Source excerpt:
[BEGIN]

JURISDICTION : SUPREME COURT OF WESTERN AUSTRALIA
- IN CHAMBERS
- First Plaintiff
STANLEY MINING SERVICES PTY LTD (ACN 009 117 533)
Second Plaintiff
AND
ROSS FRANCIS STANLEY
First Defendant
AZILIAN PTY LTD (ACN 008 952 681)
Second Defendant
DAVID HARPER
Third Defendant
GEODRILL LTD
Fourth Defendant
Catchwords:
Practice and procedure - Application for an order for trial of preliminary issue - Turns on its own facts
(Page 2)
Legislation:
Rules of the Supreme Court, O 32 r 4
Result:
Application dismissed
Representation:
Counsel:
First Plaintiff : Mr R L Le Miere QC & Mr G S French
Second Plaintiff : Mr R L Le Miere QC & Mr G S French
First Defendant : Mr C L Zelestis QC & Mr D B Shaw
Second Defendant : Mr C L Zelestis QC & Mr D B Shaw
Third Defendant : Mr T J Carmady
Fourth Defendant : Mr T J Carmady
Solicitors:
First Plaintiff : Gadens Lawyers
Second Plaintiff : Gadens Lawyers
First Defendant : Bennett & Co
Second Defendant : Bennett & Co
Third Defendant : Williams & Hughes
Fourth Defendant : Williams & Hughes
Case(s) referred to in judgment(s):
Bass v Permanent Trustee Company Ltd (1999) 161 ALR 399
Rocklea Spinning Mills Pty Ltd v Anti Dumping Authority (1995) 129 ALR 401
Smith v Maloney (1998) 19 WAR 209
Wilsmore v Court [1983] WAR 190
Case(s) also cited:
Adamson v NSW Rugby League Ltd (1991) 103 ALR 319
Addwood Products Pty Ltd v Frost, unreported; SCt of NSW; 11 July 1986
Allen v Gulf Oil Refining Ltd [1981] AC 1001
(Page 3)

[END]

Written problem:
Repeat the Supreme Court case header word for word, starting at "JURISDICTION : SUPREME" and ending at "008 952 681)". The listing has nothing to do with this exercise.

Data section:
[BEGIN]

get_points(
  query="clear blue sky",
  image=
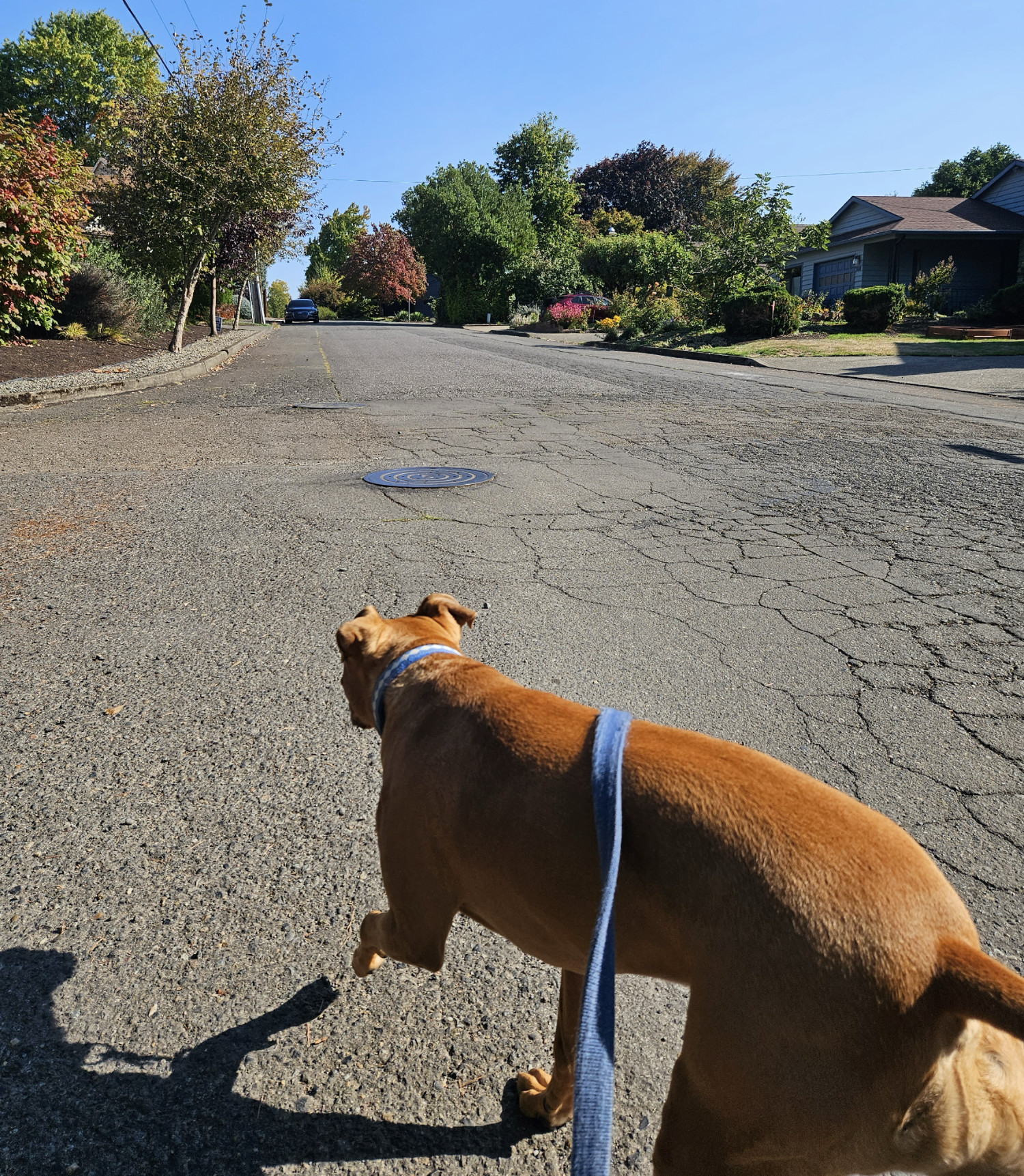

[END]

Written answer:
JURISDICTION : SUPREME COURT OF WESTERN AUSTRALIA
- IN CHAMBERS
- First Plaintiff
STANLEY MINING SERVICES PTY LTD (ACN 009 117 533)
Second Plaintiff
AND
ROSS FRANCIS STANLEY
First Defendant
AZILIAN PTY LTD (ACN 008 952 681)